:: DOCUMENT EXTRACT ::

===============

I have a few options:-
1) treat the tank and risk the fry coz I am scared of moving the gourami coz of damge to the long floaty feeler thingys, plus the others might have it anyway even if I can't see.
2) I have a smaller tank, but it would mean taking out the guppies and the bristlenose catfish, putting them in the big tank and risking them catching it, and swapping them for the sick gourami and treating him in the 6.5 gal. Would the shock of moving to a tiny tank be greater than the isolation treatment value or the fry risk?
3) I could just move the fry to the little tank, but severely overcrowding it temporarily, and risking giving that smaller tank the itch.

Must do something today though...who do I treat?...any thoughts please?
 
Are you sure it's whitespot as that tiny grains of salt on the fish and it doesn't sound like whitespot in the thread, sounds bacterial to me with his damage to his feelers.
 
Fairly sure, they looked like 2 grains of sugar on his back, they went down after the first treatment, but there are areas on the tail which look as if they could become more. I had them on the platy once that looked the same.

There isn't any damage to the feelers yet, I was scared of doing any by moving the fish, from the net, they are so long and dangly. I think I have decided to treat the big tank with the fry still in because being cruel, they are replaceable. Plus I can't be sure they won't get it anyway. Survival of the toughest and all that....the slightly older platy fry didn't die from the first treatment, these new molly fry are only one and a half days old though.

===============

:: EXTRACTED DATA ::
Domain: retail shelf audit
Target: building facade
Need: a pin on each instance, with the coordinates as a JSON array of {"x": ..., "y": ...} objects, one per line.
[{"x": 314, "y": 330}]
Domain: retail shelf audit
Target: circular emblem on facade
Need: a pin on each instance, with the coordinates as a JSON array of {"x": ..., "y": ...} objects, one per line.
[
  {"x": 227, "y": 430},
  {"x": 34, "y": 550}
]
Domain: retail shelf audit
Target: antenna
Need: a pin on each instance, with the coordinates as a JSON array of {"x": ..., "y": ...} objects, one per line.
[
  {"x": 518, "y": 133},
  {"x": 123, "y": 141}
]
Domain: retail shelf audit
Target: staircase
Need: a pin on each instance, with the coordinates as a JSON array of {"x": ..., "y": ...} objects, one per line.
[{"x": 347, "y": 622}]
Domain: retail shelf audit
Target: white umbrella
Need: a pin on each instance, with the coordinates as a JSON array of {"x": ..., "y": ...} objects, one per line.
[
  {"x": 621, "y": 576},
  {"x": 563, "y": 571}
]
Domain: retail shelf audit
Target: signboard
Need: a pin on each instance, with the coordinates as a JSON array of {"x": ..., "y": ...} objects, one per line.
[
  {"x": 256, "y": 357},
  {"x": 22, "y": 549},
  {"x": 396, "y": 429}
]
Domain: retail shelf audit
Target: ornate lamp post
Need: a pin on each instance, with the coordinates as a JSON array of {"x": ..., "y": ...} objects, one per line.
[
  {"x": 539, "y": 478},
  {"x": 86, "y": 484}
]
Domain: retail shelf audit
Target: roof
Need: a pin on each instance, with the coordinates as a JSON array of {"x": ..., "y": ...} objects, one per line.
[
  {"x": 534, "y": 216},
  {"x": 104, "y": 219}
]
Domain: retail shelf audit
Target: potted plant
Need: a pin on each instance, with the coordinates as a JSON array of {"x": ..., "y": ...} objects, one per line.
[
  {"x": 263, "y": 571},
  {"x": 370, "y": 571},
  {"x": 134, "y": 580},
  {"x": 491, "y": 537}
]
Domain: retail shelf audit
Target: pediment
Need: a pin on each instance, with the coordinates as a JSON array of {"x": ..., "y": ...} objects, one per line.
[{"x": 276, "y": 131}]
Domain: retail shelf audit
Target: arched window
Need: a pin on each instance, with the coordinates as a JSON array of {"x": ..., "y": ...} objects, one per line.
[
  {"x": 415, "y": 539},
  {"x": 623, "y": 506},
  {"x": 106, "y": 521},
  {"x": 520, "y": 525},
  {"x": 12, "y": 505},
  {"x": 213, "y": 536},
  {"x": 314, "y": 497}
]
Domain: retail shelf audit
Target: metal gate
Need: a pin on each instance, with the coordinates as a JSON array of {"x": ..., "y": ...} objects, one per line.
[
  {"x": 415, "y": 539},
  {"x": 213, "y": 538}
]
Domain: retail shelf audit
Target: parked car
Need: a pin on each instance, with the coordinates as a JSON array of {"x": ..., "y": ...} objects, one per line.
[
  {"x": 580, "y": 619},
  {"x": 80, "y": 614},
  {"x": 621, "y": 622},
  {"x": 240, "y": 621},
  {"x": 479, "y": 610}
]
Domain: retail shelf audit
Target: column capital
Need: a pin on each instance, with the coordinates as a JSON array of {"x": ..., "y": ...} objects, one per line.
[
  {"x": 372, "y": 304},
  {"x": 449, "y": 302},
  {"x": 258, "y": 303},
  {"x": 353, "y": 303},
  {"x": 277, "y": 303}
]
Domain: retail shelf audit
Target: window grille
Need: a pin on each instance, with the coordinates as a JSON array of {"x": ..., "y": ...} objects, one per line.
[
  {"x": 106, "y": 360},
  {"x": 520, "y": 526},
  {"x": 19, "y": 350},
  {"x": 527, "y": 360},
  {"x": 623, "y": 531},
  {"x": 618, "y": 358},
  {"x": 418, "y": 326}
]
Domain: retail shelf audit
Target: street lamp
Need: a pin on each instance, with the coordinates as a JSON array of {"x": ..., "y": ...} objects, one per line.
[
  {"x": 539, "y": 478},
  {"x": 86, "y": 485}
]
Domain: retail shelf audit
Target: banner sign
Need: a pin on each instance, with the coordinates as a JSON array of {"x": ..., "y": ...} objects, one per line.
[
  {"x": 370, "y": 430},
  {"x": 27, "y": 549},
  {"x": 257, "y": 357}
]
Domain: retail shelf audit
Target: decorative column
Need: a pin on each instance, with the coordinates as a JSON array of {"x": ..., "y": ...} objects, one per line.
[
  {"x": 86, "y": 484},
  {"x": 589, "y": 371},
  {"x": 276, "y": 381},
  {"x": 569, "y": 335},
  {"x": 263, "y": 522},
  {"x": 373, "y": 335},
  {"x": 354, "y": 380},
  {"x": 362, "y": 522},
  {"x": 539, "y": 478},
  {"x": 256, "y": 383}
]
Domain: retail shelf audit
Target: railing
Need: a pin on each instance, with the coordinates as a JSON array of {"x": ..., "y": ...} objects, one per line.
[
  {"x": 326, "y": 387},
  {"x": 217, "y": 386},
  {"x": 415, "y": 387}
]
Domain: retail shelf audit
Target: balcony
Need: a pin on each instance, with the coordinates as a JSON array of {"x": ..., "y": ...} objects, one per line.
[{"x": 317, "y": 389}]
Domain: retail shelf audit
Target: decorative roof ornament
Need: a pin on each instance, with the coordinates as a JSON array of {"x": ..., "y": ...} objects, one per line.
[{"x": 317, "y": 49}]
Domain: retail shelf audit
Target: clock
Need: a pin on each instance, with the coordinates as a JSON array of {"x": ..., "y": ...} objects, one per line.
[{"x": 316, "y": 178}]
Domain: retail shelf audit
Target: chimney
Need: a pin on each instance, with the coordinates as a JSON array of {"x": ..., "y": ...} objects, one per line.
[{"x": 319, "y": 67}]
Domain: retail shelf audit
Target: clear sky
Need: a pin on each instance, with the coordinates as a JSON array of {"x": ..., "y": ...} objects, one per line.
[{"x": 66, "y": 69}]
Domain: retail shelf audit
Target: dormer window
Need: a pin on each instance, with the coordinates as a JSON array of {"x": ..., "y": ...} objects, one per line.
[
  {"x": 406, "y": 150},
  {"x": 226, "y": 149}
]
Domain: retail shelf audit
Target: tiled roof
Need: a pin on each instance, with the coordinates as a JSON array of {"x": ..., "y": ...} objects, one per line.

===============

:: REQUIRED ACTION 1 ::
Do these statements agree with the aquarium forum thread? (a) The smaller tank holds 6.5 gallons. (b) The gourami's feelers are already damaged. (c) The new molly fry are two weeks old. Answer yes or no for each, quoting the words of the thread that decide it.
:: REQUIRED ACTION 2 ::
Transcribe the aquarium forum thread word for word, beginning at the words "Fairly sure, they" and stopping after "days old though.".
:: REQUIRED ACTION 3 ::
In the aquarium forum thread, what did the spots on the gourami's back look like?
The entries are separate material from the aquarium forum thread.

:: WRITTEN ANSWER 1 ::
(a) Yes: "treating him in the 6.5 gal"
(b) No: "There isn't any damage to the feelers yet"
(c) No: "these new molly fry are only one and a half days old though"

:: WRITTEN ANSWER 2 ::
Fairly sure, they looked like 2 grains of sugar on his back, they went down after the first treatment, but there are areas on the tail which look as if they could become more. I had them on the platy once that looked the same.

There isn't any damage to the feelers yet, I was scared of doing any by moving the fish, from the net, they are so long and dangly. I think I have decided to treat the big tank with the fry still in because being cruel, they are replaceable. Plus I can't be sure they won't get it anyway. Survival of the toughest and all that....the slightly older platy fry didn't die from the first treatment, these new molly fry are only one and a half days old though.

:: WRITTEN ANSWER 3 ::
They looked like two grains of sugar.